» Data in this exercise
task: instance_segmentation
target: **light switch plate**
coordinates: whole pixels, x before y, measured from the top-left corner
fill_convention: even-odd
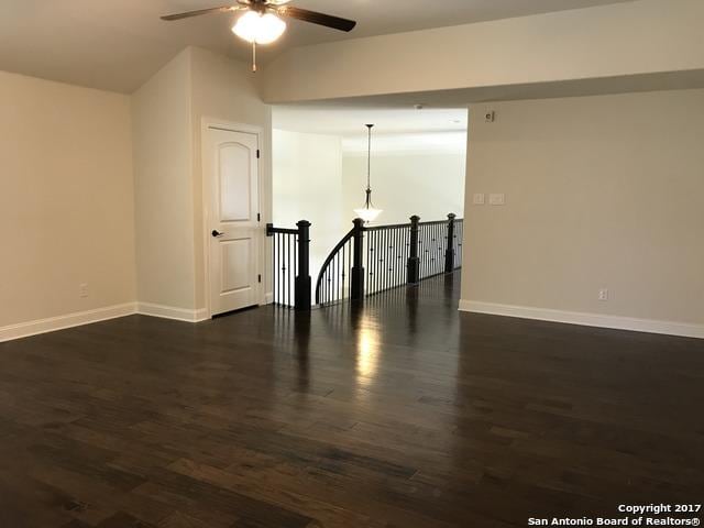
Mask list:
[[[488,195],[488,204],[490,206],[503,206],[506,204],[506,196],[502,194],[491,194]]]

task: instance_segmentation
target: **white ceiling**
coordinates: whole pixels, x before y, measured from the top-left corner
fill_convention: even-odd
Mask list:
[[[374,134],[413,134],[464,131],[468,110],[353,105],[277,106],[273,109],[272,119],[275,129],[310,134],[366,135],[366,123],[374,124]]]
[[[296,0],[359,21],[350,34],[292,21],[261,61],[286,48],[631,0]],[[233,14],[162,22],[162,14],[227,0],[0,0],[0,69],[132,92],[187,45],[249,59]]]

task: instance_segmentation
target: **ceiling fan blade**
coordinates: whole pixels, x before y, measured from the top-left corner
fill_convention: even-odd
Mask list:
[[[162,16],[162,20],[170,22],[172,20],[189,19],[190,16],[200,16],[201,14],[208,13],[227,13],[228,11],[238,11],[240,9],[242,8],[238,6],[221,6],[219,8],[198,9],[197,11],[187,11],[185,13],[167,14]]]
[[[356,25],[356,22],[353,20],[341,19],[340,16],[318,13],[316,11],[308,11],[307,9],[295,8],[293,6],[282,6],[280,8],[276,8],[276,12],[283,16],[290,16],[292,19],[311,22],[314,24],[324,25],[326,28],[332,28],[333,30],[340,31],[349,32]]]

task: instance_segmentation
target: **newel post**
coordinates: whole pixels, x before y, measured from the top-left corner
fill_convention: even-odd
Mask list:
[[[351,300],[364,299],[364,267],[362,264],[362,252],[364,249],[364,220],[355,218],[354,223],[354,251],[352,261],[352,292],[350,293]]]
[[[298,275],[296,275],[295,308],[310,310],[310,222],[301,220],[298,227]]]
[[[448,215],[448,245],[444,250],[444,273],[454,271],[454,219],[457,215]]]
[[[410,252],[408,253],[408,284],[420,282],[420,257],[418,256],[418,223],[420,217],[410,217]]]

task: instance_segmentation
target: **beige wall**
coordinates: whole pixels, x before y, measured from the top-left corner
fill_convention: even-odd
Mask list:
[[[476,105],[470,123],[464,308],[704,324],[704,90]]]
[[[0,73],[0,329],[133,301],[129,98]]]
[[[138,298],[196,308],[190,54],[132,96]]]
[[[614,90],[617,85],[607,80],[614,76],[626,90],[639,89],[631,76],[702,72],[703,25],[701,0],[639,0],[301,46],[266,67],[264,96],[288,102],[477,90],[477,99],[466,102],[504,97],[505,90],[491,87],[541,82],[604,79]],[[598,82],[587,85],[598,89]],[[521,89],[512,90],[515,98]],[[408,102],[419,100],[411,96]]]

--

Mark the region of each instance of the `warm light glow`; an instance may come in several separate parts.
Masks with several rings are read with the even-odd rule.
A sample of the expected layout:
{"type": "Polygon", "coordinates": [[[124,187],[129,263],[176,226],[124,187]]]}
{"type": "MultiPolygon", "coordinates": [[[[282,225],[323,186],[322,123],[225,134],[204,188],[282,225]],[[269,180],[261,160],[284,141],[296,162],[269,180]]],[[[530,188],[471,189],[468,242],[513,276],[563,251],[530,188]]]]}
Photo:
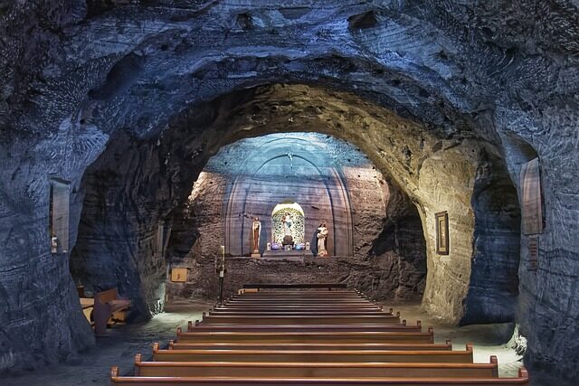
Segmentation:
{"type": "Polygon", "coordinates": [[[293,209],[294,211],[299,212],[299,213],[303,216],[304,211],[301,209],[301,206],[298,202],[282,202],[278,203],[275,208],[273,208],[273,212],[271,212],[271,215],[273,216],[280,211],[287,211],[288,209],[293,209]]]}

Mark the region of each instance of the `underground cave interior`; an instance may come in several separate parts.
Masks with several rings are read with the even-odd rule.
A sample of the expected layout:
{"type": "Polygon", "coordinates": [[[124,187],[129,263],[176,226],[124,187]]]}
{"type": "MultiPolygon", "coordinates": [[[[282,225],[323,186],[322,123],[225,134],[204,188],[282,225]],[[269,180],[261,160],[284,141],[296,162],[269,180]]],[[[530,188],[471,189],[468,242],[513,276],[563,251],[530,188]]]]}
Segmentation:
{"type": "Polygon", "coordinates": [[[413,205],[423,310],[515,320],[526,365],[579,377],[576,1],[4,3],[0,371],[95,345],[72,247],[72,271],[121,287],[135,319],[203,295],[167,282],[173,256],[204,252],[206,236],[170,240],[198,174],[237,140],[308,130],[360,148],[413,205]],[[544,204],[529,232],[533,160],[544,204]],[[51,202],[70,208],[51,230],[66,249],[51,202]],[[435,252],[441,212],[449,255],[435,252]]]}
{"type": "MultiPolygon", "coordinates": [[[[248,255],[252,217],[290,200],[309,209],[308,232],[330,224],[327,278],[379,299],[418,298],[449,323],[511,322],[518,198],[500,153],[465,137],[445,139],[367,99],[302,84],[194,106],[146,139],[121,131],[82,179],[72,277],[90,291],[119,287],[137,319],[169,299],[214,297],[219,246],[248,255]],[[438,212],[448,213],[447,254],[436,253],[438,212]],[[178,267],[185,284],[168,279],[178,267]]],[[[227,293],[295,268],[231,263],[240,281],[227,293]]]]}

» Short exercise
Copy out each line in the entries above that contains the word "region".

» Written response
Mark the region of each instance of the `warm light glow`; an instance may come in several separate parts.
Mark the region of each instance of the `underground cave interior`; an instance may come in several separate parts.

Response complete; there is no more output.